#### İstenen
Lütfen aşağıdaki verilerden "blonde" sözcüğünü içeren tüm satırları çıkar. Her satırı hiç değiştirmeden yaz.

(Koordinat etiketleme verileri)
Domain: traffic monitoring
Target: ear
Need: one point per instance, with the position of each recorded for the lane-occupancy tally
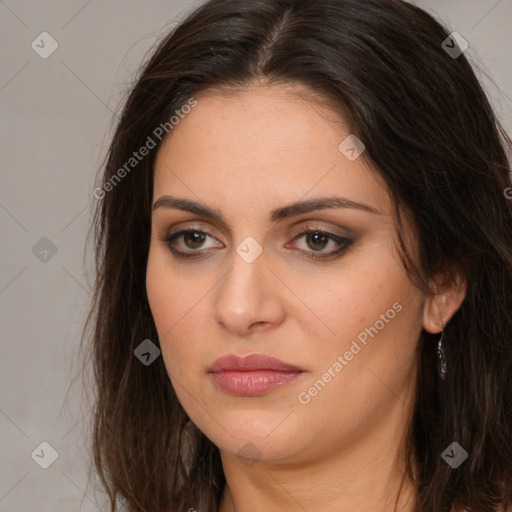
(440, 307)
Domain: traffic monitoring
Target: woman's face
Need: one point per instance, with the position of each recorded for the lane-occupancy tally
(336, 306)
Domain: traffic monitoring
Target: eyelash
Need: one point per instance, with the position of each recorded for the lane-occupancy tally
(342, 241)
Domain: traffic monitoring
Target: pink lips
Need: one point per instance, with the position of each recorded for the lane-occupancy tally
(252, 375)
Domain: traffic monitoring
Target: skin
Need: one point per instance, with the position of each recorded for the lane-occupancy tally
(244, 155)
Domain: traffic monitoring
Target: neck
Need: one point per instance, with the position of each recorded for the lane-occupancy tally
(363, 476)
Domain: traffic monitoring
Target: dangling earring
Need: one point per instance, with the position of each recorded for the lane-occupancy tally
(441, 356)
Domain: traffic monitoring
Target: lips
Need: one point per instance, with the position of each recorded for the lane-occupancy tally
(252, 375)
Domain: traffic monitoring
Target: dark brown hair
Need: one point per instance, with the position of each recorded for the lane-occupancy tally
(429, 132)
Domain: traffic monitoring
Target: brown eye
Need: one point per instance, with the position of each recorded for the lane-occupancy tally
(194, 239)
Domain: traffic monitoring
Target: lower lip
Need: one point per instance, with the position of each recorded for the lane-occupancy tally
(253, 382)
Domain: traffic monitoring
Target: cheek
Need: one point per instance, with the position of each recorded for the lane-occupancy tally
(179, 303)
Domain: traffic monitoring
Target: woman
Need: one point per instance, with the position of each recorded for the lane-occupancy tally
(305, 269)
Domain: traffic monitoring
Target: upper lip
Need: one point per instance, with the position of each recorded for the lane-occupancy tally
(232, 362)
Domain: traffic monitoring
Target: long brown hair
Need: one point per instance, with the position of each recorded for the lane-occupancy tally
(429, 132)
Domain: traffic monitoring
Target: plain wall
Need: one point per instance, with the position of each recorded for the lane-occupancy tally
(55, 119)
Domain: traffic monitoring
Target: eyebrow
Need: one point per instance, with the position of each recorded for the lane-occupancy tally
(285, 212)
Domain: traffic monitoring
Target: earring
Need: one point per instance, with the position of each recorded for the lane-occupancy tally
(441, 356)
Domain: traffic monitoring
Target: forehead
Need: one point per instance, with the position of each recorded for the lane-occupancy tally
(262, 145)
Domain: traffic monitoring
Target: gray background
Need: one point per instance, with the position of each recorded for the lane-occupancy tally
(56, 119)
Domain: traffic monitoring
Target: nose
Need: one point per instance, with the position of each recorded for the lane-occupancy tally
(249, 297)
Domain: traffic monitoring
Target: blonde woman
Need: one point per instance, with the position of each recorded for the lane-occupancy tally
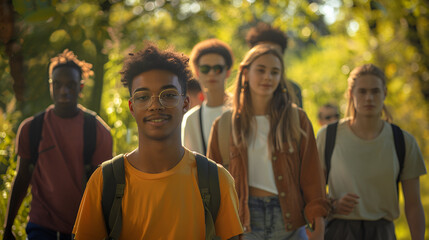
(273, 154)
(365, 165)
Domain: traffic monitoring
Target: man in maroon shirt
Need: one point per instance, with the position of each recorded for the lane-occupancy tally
(57, 178)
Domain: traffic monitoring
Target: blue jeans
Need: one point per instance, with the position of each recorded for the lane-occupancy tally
(37, 232)
(266, 221)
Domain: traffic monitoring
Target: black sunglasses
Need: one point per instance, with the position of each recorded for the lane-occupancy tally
(331, 116)
(216, 68)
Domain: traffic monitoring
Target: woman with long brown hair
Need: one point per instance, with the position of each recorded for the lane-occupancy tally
(272, 153)
(366, 165)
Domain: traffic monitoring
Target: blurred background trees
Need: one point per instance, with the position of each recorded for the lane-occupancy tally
(328, 38)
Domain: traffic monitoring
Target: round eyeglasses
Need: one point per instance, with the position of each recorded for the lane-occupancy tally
(169, 98)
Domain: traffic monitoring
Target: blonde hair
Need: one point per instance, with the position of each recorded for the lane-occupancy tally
(367, 69)
(283, 116)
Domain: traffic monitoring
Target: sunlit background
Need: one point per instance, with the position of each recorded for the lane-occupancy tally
(327, 39)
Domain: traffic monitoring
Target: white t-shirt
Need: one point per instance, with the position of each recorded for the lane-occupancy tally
(261, 173)
(369, 168)
(191, 131)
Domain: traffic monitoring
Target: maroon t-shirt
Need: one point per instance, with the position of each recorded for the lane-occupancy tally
(56, 184)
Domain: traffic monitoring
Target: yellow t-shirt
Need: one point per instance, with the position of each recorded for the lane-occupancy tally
(165, 205)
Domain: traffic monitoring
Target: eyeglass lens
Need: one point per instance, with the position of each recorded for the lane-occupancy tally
(168, 98)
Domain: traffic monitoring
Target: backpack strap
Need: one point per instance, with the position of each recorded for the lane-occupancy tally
(113, 175)
(89, 143)
(203, 141)
(224, 131)
(398, 138)
(35, 135)
(331, 135)
(208, 183)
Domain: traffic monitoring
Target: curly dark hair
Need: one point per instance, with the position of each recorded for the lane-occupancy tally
(212, 45)
(152, 58)
(264, 32)
(68, 59)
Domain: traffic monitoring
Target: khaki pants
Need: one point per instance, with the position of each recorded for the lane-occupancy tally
(342, 229)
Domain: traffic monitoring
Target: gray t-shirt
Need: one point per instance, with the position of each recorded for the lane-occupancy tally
(369, 168)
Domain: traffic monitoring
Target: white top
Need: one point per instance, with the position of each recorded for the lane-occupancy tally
(369, 168)
(261, 173)
(191, 131)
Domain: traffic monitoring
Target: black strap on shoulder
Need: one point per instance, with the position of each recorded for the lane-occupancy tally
(208, 183)
(113, 175)
(200, 117)
(89, 143)
(398, 138)
(35, 135)
(331, 135)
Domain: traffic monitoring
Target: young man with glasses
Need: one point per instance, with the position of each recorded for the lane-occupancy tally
(211, 61)
(57, 165)
(161, 198)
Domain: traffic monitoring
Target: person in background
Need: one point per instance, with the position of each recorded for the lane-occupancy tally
(56, 175)
(280, 185)
(195, 93)
(211, 61)
(365, 166)
(328, 113)
(161, 198)
(264, 33)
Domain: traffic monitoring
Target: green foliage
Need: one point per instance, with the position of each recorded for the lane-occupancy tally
(321, 54)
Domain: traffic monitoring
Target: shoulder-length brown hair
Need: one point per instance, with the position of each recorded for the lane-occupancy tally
(367, 69)
(283, 115)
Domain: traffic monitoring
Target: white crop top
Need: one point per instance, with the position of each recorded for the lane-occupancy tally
(261, 173)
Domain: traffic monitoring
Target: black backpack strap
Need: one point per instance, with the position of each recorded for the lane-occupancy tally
(398, 138)
(35, 135)
(200, 117)
(208, 183)
(331, 135)
(113, 175)
(89, 143)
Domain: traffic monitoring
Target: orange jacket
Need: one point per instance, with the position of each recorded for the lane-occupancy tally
(299, 178)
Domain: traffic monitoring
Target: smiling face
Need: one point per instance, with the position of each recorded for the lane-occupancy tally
(214, 79)
(155, 121)
(368, 96)
(65, 86)
(264, 75)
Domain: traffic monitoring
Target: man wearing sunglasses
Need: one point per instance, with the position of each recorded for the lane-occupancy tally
(161, 198)
(211, 61)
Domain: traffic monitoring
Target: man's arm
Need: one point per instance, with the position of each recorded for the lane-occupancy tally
(19, 191)
(413, 208)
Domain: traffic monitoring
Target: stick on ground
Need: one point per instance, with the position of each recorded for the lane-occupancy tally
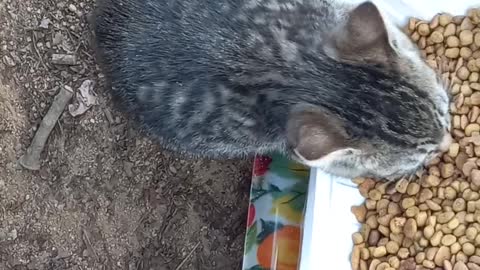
(31, 159)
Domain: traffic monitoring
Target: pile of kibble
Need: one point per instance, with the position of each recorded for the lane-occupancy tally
(432, 222)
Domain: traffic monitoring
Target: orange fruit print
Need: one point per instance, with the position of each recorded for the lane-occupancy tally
(280, 250)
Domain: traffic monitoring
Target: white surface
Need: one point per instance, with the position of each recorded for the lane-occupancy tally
(329, 223)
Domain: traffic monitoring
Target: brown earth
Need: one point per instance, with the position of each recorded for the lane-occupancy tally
(106, 197)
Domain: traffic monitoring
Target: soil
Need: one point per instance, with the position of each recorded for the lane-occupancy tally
(106, 196)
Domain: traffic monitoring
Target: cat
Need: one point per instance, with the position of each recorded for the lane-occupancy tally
(332, 85)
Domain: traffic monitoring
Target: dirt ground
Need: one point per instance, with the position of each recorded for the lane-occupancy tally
(106, 196)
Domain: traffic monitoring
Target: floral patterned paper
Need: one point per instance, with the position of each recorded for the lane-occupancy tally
(275, 216)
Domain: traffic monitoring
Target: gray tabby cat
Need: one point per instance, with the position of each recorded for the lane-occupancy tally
(339, 87)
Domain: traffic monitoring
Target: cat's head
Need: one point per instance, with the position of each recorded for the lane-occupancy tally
(397, 121)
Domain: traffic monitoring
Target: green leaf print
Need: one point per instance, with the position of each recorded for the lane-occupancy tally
(251, 238)
(268, 227)
(288, 169)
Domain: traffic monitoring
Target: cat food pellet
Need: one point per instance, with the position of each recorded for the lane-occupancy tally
(453, 42)
(379, 252)
(450, 30)
(357, 238)
(444, 19)
(423, 29)
(466, 37)
(463, 73)
(436, 37)
(452, 53)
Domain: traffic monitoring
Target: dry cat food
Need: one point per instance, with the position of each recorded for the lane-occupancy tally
(434, 221)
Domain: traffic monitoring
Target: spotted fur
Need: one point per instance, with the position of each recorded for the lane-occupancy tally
(231, 78)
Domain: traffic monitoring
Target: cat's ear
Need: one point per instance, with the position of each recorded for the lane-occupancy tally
(313, 135)
(363, 38)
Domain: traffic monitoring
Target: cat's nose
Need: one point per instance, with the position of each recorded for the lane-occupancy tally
(445, 143)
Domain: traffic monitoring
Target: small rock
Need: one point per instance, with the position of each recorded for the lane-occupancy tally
(57, 38)
(64, 59)
(127, 167)
(13, 234)
(8, 61)
(44, 23)
(72, 8)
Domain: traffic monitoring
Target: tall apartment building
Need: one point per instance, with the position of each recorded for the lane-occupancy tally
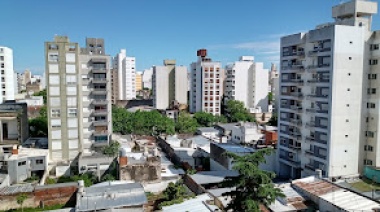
(247, 81)
(78, 92)
(147, 78)
(7, 89)
(138, 81)
(126, 75)
(169, 83)
(206, 87)
(327, 120)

#### Çözüm
Target: blonde woman
Target: blonde hair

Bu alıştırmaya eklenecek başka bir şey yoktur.